SUPPLIED TEXT:

- - - - - - -

The city of Flint recently created a 9-member advisory task force to bridge gaps between the community and law enforcement. Flintside will be talking with each member of the task force in the coming weeks about their reasons for joining and what they hope to accomplish.
FLINT, Michigan -- As a long time social justice activist and community relations advocate, Rev. Jeffrey Hawkins, pastor of Prince of Peace Missionary Baptist Church, is a Flint resident on a mission to improve public health concerns throughout the city.
Hawkins experienced the effects of community violence firsthand, following the murders of his two sons. However, grief became a segway into advocacy where Hawkins felt he could advocate on behalf of those lost to violence and community division.
“It gave me a more aggressive desire to seek justice and equality. Even though I perhaps couldn't see it for them, I can speak up for others,” said Hawkins.
Leading many initiatives to challenge the public health crises of Flint, Hawkins quickly found himself working on many projects dedicated to social justice and community improvement across the city.

- - - - - - -

PROBLEM TO WORK ON: In the profile of Rev. Jeffrey Hawkins, which church does he pastor?

DATASET RECORDS:
- - - - - - -

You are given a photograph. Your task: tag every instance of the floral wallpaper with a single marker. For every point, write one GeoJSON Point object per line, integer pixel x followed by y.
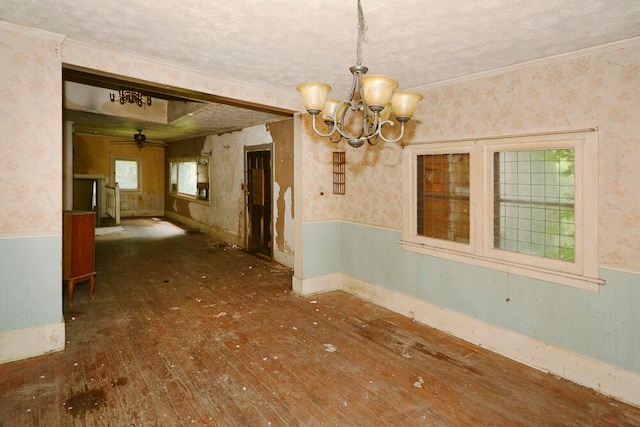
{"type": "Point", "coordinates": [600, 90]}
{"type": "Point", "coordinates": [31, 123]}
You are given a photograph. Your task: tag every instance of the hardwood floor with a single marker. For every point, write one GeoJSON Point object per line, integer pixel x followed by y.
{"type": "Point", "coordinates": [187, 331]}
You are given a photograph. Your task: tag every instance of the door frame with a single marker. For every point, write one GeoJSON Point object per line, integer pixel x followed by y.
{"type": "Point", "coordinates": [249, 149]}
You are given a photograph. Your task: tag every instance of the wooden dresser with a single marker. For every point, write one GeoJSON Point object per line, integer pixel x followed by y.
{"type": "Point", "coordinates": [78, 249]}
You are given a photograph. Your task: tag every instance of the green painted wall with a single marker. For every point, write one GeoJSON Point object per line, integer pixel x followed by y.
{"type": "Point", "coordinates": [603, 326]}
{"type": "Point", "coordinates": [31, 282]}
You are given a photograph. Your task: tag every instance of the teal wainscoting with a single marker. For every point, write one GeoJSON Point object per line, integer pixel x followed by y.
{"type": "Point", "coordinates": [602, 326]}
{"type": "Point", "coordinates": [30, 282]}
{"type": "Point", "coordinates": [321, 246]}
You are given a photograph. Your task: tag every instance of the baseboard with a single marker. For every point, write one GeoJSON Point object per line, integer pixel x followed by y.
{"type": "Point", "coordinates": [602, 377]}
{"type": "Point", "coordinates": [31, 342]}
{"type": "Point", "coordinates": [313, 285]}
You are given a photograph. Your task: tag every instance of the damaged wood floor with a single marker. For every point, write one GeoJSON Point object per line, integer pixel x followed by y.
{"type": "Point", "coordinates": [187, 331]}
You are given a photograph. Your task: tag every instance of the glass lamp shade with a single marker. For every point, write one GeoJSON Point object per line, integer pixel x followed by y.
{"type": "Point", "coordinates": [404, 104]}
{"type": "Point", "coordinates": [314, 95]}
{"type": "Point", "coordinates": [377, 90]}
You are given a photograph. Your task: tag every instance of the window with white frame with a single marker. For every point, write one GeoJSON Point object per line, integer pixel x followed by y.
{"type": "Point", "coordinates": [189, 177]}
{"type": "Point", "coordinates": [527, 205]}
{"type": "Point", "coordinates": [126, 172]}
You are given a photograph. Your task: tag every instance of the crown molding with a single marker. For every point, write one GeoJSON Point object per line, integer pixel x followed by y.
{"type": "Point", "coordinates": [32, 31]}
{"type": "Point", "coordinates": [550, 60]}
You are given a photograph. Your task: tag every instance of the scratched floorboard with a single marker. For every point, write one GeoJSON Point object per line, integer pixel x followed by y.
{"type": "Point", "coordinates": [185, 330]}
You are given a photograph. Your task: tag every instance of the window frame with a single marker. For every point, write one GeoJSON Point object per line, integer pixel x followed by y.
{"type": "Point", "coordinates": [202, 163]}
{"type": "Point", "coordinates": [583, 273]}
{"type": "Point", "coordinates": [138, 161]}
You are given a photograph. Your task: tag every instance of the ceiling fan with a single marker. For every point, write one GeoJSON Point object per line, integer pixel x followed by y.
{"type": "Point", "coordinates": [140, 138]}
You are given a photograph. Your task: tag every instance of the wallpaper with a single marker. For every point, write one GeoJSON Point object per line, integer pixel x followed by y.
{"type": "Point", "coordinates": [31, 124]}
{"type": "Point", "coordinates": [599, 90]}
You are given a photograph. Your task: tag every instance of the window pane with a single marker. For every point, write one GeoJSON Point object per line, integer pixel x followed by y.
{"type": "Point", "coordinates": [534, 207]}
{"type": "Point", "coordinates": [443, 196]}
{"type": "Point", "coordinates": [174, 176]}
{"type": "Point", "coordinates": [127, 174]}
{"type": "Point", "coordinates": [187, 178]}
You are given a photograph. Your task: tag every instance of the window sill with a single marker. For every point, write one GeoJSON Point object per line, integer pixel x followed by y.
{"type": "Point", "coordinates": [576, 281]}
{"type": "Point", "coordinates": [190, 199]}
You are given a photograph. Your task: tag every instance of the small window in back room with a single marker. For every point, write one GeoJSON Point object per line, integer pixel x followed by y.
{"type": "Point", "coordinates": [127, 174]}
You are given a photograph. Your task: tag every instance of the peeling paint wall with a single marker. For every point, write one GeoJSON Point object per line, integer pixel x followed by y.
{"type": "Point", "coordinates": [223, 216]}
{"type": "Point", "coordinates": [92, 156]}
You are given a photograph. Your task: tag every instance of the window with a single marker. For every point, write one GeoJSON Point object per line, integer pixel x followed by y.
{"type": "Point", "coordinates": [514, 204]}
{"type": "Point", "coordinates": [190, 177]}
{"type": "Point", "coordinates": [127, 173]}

- - - - - - -

ANSWER AREA: Prince of Peace Missionary Baptist Church